> _Exercises to complete_
- a) Name every device path under /dev that appears in the btrfs patch thread, each one only once.
- b) Reproduce the btrfs patch thread word for word from "On 4.10.19 г." to "the script below.".

On 4.10.19 г. 10:50 ч., Anand Jain wrote:
> In open_fs_devices() we identify alien device but we don't reset its
> the device::name. So progs device list does not show the device missing
> as shown in the script below.
>
> mkfs.btrfs -fq /dev/sdd && mount /dev/sdd /btrfs
> mkfs.btrfs -fq -draid1 -mraid1 /dev/sdc /dev/sdb
> sleep 3 # avoid racing with udev's useless scans if needed
> btrfs dev add -f /dev/sdb /btrfs
> mount -o degraded /dev/sdc /btrfs1
>
> No missing device:
> btrfs fi show -m /btrfs1
> Label: none uuid: 3eb7cd50-4594-458f-9d68-c243cc49954d
> Total devices 2 FS bytes used 128.00KiB
> devid 1 size 12.00GiB used 1.26GiB path /dev/sdc
> devid 2 size 12.00GiB used 1.26GiB path /dev/sdb
>
> Signed-off-by: Anand Jain <anand.j...@oracle.com>
> ---
> PS: Fundamentally its wrong approach that btrfs-progs deduces the device
> missing state in the userland instead of obtaining it from the kernel.
> I objected on the patch, but still those patches got merged, this bug is
> one of its side effects. Ironically I wrote patches to read device_state
> from the kernel using ioctl, procfs and sysfs but didn't get the due
> attention till a merger.
>
> fs/btrfs/volumes.c | 13 ++++++++++---
> 1 file changed, 10 insertions(+), 3 deletions(-)
>
> diff --git a/fs/btrfs/volumes.c b/fs/btrfs/volumes.c
> index 06ec3577c6b4..05ade8c7342b 100644
> --- a/fs/btrfs/volumes.c
> +++ b/fs/btrfs/volumes.c
> @@ -803,10 +803,10 @@ static int btrfs_open_one_device(struct
> btrfs_fs_devices *fs_devices,
> disk_super = (struct btrfs_super_block *)bh->b_data;
> devid = btrfs_stack_device_id(&disk_super->dev_item);
> if (devid != device->devid)
> - goto error_brelse;
> + goto free_alien;
>
> if (memcmp(device->uuid, disk_super->dev_item.uuid, BTRFS_UUID_SIZE))
> - goto error_brelse;
> + goto free_alien;
>
Imo a better approach is to return a particular error code and do the
deletion in open_fs_devices. Otherwise it's not apparent why you use
list_for_each_entry_safe in one function to delete something in a
different one (whose name by the way doesn't suggest a deletion is going
on). Looking at the error I think enodev/enxio is appropriate.
> device->generation = btrfs_super_generation(disk_super);
>
> @@ -845,6 +845,11 @@ static int btrfs_open_one_device(struct btrfs_fs_devices
> *fs_devices,
>
> return 0;
>
> +free_alien:
> + fs_devices->num_devices--;
> + list_del(&device->dev_list);
> + btrfs_free_device(device);
> +
> error_brelse:
> brelse(bh);
> blkdev_put(bdev, flags);
> @@ -1329,11 +1334,13 @@ static int open_fs_devices(struct btrfs_fs_devices
> *fs_devices,
> fmode_t flags, void *holder)
> {
> struct btrfs_device *device;
> + struct btrfs_device *tmp_device;
> struct btrfs_device *latest_dev = NULL;
>
> flags |= FMODE_EXCL;
>
> - list_for_each_entry(device, &fs_devices->devices, dev_list) {
> + list_for_each_entry_safe(device, tmp_device, &fs_devices->devices,
> + dev_list) {
> /* Just open everything we can; ignore failures here */
> if (btrfs_open_one_device(fs_devices, device, flags, holder))
> continue;
>

> _Recorded data_
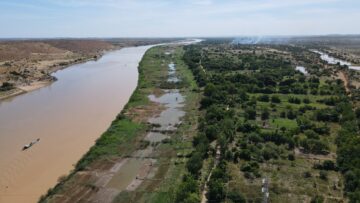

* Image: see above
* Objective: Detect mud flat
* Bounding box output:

> _Task-by-task results_
- a) /dev/sdd, /dev/sdc, /dev/sdb

- b)
On 4.10.19 г. 10:50 ч., Anand Jain wrote:
> In open_fs_devices() we identify alien device but we don't reset its
> the device::name. So progs device list does not show the device missing
> as shown in the script below.